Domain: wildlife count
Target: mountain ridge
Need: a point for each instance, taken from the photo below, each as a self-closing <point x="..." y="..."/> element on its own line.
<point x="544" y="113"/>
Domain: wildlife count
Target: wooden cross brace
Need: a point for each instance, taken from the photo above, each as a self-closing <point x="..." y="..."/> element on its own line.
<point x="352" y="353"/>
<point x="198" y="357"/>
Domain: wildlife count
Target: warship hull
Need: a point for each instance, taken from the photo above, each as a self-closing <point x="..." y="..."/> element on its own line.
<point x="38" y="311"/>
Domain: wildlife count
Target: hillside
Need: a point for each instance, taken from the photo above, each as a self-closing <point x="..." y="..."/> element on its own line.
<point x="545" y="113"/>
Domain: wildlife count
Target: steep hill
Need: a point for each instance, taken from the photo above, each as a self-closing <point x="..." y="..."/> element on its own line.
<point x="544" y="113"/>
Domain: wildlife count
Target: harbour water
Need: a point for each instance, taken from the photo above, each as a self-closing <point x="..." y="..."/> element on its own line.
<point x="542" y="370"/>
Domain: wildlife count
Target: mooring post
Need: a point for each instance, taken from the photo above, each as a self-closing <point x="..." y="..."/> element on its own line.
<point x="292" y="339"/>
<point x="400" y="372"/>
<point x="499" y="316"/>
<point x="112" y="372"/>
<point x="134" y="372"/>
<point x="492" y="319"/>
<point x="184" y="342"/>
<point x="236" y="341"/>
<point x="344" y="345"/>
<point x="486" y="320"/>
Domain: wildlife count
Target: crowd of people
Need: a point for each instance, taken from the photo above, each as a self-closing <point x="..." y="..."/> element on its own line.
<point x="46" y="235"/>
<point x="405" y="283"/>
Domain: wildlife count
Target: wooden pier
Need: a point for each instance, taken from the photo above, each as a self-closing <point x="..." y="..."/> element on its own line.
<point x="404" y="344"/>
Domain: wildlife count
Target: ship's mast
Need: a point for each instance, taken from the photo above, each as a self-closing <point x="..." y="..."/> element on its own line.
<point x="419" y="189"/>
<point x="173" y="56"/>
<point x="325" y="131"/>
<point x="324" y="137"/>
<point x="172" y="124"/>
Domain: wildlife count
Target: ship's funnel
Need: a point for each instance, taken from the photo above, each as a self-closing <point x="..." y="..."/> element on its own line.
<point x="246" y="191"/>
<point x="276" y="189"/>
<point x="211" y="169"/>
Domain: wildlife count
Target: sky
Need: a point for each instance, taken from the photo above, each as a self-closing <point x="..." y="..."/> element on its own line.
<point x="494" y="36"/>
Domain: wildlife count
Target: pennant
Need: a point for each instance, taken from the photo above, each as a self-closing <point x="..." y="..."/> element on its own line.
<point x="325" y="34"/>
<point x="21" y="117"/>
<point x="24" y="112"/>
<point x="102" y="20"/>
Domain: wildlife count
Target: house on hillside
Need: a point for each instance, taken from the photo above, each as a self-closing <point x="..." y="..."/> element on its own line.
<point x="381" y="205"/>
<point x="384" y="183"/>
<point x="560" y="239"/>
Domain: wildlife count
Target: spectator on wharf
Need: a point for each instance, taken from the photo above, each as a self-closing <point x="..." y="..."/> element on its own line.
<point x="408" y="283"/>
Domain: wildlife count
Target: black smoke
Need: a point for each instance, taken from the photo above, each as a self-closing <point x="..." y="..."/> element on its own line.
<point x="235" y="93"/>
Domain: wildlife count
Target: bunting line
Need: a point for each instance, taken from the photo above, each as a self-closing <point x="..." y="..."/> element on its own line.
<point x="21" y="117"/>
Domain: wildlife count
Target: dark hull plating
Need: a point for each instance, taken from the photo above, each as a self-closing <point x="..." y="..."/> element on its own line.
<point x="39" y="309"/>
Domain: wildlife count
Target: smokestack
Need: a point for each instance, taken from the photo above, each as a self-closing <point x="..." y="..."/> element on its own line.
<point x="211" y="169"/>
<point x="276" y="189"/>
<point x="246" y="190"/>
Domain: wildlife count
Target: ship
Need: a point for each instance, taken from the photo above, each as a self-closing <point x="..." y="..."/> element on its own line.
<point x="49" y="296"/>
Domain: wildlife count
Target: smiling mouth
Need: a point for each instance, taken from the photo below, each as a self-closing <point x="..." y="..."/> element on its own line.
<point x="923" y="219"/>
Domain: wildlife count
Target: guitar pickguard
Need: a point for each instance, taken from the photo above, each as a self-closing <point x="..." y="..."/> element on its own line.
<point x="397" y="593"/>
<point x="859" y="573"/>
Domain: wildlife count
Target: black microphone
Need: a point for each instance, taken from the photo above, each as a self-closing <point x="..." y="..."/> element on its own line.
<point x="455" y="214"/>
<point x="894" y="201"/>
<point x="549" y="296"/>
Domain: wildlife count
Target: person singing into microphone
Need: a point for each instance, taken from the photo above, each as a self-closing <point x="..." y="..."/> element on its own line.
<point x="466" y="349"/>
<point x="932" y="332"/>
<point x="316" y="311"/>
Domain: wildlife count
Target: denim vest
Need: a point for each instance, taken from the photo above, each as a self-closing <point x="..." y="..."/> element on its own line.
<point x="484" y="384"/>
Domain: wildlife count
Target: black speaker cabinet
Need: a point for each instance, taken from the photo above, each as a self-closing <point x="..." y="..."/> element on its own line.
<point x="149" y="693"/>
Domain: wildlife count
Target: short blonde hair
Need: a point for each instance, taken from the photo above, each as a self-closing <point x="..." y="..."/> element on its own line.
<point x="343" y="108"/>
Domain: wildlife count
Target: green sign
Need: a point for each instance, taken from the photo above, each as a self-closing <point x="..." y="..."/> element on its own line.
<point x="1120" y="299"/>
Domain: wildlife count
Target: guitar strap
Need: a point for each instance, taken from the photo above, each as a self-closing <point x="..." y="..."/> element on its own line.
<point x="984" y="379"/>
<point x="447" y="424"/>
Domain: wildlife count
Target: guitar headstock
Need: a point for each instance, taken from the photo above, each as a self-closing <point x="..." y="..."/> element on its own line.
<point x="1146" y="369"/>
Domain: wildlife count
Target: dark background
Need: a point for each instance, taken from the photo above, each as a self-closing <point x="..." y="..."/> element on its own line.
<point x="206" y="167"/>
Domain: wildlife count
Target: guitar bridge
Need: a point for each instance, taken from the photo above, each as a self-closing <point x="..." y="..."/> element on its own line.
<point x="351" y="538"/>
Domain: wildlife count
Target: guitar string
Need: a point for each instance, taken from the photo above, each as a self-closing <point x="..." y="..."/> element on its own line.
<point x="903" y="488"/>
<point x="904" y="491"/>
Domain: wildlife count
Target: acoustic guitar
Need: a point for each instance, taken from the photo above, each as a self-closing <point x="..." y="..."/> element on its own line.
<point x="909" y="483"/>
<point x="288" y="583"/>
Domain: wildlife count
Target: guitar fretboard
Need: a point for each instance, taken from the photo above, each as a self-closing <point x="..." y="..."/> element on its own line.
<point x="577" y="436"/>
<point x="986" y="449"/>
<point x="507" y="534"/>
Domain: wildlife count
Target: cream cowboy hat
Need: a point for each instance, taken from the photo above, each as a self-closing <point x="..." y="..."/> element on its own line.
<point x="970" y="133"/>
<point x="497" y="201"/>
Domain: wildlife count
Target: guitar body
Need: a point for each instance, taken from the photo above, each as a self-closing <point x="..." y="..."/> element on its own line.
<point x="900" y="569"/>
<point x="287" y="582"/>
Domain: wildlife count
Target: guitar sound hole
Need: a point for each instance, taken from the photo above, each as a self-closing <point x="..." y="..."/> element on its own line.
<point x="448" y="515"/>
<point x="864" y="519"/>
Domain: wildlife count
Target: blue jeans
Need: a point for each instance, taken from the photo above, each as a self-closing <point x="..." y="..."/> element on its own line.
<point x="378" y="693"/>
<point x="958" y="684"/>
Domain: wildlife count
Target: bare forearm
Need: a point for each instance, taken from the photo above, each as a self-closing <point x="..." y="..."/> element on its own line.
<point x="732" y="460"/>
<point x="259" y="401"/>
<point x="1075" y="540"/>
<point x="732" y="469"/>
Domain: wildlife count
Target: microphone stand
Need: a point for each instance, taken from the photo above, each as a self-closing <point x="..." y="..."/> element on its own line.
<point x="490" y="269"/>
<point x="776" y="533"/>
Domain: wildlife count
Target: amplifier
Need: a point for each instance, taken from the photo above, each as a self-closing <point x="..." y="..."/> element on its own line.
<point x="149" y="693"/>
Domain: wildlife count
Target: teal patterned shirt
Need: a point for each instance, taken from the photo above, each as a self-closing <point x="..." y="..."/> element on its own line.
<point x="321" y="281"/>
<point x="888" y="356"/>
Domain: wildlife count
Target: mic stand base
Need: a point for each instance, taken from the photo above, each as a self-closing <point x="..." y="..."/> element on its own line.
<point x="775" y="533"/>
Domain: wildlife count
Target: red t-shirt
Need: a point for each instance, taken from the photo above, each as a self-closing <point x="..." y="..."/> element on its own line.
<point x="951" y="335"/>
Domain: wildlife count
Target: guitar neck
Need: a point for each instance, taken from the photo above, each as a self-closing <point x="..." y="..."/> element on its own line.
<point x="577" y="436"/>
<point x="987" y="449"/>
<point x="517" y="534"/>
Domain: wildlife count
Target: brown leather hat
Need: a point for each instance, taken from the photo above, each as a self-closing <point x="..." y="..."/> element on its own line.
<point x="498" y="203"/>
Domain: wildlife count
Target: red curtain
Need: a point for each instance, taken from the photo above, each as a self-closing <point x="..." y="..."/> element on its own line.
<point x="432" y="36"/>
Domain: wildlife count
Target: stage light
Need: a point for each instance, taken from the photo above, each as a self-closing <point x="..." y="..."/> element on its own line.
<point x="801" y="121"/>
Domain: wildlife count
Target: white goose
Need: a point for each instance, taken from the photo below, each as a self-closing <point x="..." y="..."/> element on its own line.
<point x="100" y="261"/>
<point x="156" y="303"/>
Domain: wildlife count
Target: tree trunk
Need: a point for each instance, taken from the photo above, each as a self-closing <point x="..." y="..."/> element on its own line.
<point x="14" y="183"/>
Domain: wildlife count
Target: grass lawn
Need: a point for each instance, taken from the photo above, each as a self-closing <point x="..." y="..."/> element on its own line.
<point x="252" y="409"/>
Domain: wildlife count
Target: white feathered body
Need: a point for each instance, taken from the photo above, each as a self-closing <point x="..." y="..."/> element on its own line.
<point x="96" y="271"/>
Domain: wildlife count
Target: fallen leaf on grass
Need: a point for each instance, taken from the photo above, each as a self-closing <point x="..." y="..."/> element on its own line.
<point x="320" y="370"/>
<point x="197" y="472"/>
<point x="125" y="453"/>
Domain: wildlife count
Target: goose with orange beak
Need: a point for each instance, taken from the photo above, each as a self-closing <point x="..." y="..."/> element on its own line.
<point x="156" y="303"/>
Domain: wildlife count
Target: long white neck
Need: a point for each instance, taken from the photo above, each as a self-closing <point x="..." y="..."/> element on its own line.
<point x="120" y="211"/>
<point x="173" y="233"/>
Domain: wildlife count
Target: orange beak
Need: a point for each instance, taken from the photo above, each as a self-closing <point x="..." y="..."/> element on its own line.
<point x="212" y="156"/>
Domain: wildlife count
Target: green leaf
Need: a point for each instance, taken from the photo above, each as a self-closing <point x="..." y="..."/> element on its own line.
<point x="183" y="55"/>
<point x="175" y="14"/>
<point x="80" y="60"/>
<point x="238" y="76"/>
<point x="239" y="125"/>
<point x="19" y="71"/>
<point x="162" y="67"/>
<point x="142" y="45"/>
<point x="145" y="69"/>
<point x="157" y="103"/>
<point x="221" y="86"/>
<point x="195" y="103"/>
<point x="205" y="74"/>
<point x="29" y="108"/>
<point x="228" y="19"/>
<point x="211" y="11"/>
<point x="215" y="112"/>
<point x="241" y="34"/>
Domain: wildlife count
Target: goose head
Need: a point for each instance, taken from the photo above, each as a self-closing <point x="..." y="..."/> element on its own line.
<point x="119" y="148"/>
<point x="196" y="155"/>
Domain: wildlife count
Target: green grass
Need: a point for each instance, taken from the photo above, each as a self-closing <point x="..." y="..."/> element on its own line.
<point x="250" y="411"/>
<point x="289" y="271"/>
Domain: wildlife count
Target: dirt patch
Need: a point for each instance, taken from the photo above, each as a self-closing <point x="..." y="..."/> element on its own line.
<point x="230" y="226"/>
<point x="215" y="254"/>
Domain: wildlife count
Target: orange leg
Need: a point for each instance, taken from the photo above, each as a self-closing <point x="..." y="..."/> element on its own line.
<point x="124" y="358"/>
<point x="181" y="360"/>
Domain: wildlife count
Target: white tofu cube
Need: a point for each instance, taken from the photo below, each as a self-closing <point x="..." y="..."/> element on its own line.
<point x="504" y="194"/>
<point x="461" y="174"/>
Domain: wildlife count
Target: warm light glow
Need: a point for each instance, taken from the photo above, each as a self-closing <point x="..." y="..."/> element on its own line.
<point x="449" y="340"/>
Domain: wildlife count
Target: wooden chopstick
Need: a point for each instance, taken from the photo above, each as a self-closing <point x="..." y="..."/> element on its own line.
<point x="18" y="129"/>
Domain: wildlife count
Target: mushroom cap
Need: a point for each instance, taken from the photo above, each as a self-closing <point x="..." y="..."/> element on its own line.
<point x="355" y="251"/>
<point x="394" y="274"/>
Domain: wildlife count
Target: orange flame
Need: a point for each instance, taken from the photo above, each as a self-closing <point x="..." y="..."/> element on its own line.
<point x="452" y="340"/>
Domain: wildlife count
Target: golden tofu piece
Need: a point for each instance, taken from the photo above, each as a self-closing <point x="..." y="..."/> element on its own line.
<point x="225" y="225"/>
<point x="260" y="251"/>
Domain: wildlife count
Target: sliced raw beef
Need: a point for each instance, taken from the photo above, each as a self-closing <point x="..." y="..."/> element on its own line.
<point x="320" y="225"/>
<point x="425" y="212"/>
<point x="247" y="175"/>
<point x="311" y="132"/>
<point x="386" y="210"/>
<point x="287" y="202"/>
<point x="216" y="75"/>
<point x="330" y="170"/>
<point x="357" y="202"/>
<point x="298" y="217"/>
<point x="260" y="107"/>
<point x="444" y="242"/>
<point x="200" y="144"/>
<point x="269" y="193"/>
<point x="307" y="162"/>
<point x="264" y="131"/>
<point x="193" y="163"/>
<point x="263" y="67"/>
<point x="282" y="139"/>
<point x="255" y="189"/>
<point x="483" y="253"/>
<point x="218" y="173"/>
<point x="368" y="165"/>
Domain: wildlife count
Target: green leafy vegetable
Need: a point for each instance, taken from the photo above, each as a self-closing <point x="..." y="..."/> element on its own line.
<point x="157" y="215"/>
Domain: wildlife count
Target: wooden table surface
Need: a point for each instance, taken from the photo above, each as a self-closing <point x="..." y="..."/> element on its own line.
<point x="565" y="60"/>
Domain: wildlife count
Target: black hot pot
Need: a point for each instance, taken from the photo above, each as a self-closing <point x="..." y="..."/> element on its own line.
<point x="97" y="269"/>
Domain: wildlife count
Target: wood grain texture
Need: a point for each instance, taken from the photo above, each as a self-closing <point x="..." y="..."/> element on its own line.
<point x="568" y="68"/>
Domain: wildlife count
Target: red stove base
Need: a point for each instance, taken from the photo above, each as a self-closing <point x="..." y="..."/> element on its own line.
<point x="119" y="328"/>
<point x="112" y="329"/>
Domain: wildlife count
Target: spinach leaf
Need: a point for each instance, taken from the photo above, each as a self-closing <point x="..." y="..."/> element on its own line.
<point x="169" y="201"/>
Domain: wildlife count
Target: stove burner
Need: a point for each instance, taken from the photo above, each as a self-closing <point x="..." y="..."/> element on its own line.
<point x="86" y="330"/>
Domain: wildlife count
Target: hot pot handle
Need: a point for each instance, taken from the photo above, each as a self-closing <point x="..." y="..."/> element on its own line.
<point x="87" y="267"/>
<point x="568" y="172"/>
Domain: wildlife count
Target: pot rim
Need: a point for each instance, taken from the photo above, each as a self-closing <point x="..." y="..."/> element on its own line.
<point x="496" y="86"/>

(Problem statement): Find every line in the records above that contains the word "dark" and copy each of those lines.

(Complete response):
Target: dark hull plating
Target: dark background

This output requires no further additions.